-- Begin Information given --

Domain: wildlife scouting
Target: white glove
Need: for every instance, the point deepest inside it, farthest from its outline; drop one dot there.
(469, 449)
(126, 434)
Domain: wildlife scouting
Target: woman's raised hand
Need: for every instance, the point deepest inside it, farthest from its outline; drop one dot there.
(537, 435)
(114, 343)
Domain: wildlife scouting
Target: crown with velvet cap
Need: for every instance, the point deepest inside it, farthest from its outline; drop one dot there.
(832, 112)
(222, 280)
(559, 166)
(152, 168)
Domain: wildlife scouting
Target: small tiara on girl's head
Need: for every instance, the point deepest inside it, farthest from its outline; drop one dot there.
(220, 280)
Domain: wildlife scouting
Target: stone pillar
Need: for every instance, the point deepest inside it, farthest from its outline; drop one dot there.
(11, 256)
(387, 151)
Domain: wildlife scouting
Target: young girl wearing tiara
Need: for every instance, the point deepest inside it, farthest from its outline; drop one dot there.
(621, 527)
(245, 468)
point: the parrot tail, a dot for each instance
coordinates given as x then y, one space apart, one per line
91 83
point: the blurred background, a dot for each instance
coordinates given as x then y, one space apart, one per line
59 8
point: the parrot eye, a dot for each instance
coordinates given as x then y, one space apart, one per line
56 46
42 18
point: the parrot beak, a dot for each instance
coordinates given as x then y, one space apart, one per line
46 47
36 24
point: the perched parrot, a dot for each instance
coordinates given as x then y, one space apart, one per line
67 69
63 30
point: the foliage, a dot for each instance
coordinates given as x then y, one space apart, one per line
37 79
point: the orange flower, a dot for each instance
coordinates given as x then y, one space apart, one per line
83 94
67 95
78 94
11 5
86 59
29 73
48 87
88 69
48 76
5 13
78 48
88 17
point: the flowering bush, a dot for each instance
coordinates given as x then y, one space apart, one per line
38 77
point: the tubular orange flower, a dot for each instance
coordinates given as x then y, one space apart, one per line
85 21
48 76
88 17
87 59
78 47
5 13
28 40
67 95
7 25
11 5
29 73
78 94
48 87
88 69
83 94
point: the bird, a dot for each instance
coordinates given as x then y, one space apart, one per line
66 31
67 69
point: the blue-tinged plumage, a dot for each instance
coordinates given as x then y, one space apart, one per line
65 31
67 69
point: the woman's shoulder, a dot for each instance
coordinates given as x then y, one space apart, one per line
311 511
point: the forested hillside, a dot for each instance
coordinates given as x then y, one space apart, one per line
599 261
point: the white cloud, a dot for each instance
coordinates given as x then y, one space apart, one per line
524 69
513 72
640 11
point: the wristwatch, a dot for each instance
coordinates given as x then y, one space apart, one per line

-- End Information given --

(Work to complete): Could you reproduce the listing above with "field survey" in place of every "wildlife scouting", leaving everything else untouched?

(Answer to this task):
Domain: field survey
Target: white glove
Need: for every instance, the point deepest inside it, farthest from its outline; drop one dot there.
(469, 449)
(126, 434)
Domain: field survey
Target: woman's raised hand
Need: for every instance, the point deepest inside it, farthest from its outline; drop one dot there.
(537, 435)
(114, 343)
Domain: field survey
Target: crown with velvet cap
Need: for every instance, the point deepest inside it, farthest from its outline; drop one dot there.
(832, 112)
(222, 280)
(559, 166)
(152, 168)
Domain: field survey
Target: small tiara on girl's head
Need: for every instance, the point deepest inside it, farthest from its outline; drop one dot there.
(220, 280)
Domain: field survey
Target: stone pillar
Need: for every instance, the point deepest inside it, farthest from its outline; drop one dot there.
(11, 256)
(387, 151)
Domain: field survey
Target: young girl wearing tiara
Need: for every instance, the point deepest inside it, farthest from its outline; drop one dot there.
(621, 527)
(245, 468)
point: the parrot tail, a dot for each instance
coordinates given as x then y, one space apart, one per line
91 83
point: the blurred background, a dot for each instance
coordinates given as x then y, one space apart, one per line
59 8
point: the parrot eye, a dot for each instance
coordinates given as x then y, one space apart, one per line
56 46
42 18
point: the parrot beak, a dot for each instance
coordinates given as x then y, one space apart, one per line
46 47
36 24
point: the perched parrot, a dot for each instance
coordinates given as x then y, one space apart, one per line
67 69
63 30
point: the foliage, a dot for each instance
coordinates given as x then y, one space apart, one per line
37 79
point: the orange flower, a dot for each instance
coordinates given as x then y, one space apart, one per line
83 94
67 95
78 94
11 5
86 59
29 73
48 87
88 69
48 76
5 13
78 48
88 17
point: the flowering bush, a dot for each instance
coordinates given as x then y, one space apart, one per line
38 77
point: the tubular orange flower, a dot for each instance
coordinates given as x then y, one space apart, one per line
85 21
48 76
88 17
87 59
78 47
5 13
28 40
67 95
7 25
11 5
29 73
78 94
48 87
88 69
83 94
point: the bird, a dot for each instance
coordinates given as x then y, one space apart, one per line
66 31
67 69
point: the blue-tinged plumage, a dot for each instance
coordinates given as x then y, one space apart, one per line
65 31
67 69
point: the woman's shoulder, a dot for each instance
coordinates given as x then y, one space apart, one per line
311 511
point: the forested hillside, a dot for each instance
coordinates given as x then y, one space apart, one per line
599 261
point: the white cloud, a dot for each instance
coordinates given as x then y, one space apart, one per line
524 69
513 72
640 11
point: the wristwatch, a dot for each instance
coordinates given as x then y, one space apart, one per line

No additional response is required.